#### Dataset content ####
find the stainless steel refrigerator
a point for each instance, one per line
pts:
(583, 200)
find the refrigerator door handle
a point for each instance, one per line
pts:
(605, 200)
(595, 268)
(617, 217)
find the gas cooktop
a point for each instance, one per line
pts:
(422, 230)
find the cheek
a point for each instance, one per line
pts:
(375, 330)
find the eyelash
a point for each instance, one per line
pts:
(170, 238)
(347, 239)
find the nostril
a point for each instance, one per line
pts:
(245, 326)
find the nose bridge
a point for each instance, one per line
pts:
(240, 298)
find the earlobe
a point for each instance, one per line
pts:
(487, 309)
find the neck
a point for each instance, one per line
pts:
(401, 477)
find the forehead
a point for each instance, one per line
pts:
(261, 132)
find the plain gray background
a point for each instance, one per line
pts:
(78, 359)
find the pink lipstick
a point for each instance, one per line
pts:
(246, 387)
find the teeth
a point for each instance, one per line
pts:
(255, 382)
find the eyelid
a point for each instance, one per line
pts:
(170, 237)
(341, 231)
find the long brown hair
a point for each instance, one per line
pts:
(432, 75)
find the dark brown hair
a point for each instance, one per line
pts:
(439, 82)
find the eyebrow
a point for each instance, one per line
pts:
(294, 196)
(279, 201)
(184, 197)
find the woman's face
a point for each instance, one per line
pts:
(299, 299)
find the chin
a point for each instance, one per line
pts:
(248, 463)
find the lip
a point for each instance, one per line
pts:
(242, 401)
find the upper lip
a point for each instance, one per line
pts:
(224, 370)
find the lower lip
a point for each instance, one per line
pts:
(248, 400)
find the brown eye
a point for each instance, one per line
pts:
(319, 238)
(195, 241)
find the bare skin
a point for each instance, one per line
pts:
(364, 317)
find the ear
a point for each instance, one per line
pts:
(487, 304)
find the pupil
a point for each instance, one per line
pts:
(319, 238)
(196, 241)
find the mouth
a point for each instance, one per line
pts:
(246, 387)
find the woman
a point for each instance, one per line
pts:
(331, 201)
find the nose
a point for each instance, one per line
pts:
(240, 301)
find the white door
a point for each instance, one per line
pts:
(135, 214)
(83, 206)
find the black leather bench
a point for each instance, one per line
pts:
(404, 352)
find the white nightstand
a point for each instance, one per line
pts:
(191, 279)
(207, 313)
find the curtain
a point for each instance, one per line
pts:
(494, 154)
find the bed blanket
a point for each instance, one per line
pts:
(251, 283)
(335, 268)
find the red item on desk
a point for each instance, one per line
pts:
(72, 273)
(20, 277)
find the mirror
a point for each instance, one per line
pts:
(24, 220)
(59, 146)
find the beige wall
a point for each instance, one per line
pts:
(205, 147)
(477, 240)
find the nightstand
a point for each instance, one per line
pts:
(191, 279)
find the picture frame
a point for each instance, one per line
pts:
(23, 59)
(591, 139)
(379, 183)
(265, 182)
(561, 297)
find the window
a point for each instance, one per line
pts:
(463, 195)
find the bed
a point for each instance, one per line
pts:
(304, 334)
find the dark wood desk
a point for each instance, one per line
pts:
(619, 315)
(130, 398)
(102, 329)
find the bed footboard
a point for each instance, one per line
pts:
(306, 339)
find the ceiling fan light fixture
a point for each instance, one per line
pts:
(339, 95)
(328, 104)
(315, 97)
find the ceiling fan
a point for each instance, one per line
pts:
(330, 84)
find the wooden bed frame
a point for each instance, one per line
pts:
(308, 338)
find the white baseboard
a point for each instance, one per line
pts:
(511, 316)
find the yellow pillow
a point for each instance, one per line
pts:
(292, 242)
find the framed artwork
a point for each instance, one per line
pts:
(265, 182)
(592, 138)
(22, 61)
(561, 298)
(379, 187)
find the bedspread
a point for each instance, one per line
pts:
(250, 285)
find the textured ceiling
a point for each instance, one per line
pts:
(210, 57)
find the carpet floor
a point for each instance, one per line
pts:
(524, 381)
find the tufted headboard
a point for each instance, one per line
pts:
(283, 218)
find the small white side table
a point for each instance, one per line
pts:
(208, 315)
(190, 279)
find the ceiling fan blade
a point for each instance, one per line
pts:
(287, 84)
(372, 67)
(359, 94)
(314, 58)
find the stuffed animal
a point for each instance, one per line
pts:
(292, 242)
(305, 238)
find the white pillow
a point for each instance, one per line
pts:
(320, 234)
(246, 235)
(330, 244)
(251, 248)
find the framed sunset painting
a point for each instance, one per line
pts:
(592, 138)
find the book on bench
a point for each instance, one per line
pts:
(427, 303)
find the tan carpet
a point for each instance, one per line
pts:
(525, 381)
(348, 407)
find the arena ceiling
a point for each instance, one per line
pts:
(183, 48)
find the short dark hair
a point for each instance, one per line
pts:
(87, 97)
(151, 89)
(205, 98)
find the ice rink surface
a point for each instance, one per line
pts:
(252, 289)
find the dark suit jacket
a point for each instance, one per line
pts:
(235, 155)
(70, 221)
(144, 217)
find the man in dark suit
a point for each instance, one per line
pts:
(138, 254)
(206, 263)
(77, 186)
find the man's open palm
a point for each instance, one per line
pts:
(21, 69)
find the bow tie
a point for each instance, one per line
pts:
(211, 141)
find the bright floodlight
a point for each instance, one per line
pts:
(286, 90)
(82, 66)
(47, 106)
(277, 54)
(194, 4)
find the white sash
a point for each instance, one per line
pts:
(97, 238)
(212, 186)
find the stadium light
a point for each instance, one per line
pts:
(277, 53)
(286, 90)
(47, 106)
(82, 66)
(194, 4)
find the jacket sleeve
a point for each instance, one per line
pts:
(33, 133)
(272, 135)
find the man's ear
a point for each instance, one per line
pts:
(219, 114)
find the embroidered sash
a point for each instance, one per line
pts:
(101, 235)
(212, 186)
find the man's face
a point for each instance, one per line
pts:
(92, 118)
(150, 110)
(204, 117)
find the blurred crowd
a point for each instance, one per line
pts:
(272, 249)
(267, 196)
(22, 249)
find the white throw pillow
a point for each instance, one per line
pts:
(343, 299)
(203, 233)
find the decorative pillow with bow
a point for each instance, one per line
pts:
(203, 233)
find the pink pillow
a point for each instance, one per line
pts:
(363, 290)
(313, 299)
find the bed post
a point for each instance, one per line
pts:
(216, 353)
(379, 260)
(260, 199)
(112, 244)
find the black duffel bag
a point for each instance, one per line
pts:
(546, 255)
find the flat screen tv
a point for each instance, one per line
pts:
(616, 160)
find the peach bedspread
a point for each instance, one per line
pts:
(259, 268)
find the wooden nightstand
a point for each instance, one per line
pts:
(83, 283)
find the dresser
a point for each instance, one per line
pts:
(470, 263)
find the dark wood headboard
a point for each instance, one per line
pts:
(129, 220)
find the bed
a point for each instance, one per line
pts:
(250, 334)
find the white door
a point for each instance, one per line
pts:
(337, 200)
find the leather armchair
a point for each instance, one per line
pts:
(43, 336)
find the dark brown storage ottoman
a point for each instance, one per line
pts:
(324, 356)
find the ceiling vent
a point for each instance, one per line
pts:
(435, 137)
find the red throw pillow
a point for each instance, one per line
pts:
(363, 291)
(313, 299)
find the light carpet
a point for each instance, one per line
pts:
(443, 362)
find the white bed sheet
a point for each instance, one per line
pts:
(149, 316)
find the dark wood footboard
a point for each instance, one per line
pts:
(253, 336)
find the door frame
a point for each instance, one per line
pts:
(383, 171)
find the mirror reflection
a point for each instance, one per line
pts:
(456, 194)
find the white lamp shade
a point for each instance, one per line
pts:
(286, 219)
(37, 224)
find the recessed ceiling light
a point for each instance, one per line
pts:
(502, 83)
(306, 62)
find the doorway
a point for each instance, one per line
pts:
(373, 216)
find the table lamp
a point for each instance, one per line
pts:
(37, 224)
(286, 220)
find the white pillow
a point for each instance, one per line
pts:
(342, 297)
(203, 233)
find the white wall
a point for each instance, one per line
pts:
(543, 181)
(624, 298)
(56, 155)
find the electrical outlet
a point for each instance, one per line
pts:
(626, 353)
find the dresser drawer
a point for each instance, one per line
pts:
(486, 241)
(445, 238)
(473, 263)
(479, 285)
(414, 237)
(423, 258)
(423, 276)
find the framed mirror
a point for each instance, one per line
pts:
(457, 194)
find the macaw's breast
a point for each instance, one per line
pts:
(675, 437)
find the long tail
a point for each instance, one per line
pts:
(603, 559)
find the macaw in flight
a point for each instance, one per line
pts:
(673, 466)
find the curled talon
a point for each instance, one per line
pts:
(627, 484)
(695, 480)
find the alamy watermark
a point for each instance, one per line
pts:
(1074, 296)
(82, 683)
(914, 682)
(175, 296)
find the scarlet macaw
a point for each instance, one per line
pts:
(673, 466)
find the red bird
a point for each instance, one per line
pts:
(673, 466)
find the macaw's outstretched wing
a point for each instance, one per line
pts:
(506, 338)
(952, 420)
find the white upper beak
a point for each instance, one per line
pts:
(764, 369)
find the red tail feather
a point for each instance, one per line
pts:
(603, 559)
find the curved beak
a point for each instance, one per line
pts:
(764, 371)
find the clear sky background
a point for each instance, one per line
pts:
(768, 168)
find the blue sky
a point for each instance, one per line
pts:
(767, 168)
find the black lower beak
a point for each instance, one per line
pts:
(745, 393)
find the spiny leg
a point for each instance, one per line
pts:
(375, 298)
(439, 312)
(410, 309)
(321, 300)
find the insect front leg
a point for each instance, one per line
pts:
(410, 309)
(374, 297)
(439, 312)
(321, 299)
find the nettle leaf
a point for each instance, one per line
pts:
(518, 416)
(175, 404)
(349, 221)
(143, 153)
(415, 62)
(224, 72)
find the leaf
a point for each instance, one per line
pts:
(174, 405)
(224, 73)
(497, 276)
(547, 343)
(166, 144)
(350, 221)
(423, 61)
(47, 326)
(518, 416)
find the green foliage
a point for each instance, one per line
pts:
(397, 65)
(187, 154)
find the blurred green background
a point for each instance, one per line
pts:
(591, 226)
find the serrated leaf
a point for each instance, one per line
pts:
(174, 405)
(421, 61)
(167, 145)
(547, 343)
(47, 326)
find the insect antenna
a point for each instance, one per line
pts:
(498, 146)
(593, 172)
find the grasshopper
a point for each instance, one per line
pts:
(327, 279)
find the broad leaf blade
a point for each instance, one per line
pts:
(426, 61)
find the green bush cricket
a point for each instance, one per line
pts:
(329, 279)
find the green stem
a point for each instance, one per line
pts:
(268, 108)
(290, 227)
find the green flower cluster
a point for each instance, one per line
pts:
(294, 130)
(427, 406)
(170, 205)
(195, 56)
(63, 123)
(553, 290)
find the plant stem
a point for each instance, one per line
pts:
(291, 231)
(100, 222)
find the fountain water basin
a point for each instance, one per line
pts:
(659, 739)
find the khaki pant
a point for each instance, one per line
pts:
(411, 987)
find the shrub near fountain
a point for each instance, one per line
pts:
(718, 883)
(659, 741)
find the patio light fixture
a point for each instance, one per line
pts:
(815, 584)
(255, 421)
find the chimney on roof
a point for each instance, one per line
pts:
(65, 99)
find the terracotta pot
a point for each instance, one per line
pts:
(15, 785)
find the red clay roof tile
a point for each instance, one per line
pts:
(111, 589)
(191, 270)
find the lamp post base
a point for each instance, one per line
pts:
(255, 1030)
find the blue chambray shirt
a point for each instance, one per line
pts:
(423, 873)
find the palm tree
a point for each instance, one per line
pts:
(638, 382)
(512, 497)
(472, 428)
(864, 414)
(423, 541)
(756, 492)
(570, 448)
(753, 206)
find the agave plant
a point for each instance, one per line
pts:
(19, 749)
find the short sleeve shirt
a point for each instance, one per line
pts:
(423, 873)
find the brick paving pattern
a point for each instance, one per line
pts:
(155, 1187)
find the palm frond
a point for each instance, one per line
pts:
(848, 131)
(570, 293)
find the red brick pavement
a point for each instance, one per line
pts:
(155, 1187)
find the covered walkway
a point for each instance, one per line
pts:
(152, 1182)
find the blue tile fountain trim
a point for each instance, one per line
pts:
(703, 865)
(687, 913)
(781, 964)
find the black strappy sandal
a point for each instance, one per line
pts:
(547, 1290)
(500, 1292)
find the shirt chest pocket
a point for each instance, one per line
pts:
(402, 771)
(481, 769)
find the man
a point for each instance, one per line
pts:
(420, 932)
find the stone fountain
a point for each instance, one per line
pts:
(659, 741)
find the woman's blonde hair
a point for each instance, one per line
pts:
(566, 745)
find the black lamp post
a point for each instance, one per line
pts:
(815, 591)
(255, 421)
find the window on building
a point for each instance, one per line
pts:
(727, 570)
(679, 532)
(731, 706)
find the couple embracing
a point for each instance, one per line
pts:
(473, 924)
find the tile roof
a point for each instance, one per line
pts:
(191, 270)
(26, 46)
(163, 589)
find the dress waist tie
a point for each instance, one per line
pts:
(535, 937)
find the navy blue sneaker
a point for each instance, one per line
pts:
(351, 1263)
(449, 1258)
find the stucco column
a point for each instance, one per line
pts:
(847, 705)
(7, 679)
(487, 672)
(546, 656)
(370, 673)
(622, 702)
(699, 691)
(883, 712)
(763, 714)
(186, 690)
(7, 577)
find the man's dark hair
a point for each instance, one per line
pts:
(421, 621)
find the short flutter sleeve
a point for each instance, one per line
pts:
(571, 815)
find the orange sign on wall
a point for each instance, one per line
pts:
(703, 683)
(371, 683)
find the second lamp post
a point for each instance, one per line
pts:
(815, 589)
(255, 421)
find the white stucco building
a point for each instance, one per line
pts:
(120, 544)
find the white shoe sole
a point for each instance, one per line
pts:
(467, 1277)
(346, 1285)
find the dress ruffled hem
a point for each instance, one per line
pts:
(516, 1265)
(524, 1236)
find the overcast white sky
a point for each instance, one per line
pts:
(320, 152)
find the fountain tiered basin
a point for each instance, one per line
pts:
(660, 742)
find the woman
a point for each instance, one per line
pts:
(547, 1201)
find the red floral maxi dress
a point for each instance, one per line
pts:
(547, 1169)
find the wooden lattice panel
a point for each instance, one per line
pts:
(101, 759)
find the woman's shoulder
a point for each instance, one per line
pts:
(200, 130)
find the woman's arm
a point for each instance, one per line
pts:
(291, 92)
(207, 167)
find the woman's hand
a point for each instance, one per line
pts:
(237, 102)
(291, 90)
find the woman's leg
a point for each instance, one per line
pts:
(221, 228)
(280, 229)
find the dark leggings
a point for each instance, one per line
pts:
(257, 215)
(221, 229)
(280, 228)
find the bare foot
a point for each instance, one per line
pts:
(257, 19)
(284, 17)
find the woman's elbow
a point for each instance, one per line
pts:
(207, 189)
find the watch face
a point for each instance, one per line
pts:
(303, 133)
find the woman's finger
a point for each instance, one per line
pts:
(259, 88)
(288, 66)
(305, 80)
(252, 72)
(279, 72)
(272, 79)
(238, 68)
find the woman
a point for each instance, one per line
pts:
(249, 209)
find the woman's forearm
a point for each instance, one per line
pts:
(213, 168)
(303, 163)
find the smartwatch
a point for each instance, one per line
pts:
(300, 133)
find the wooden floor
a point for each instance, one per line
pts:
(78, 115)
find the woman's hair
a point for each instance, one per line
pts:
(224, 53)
####
▸ Assignment
Would you tally the lines above that include "macaw" and reply with only the total?

▸ Your response
4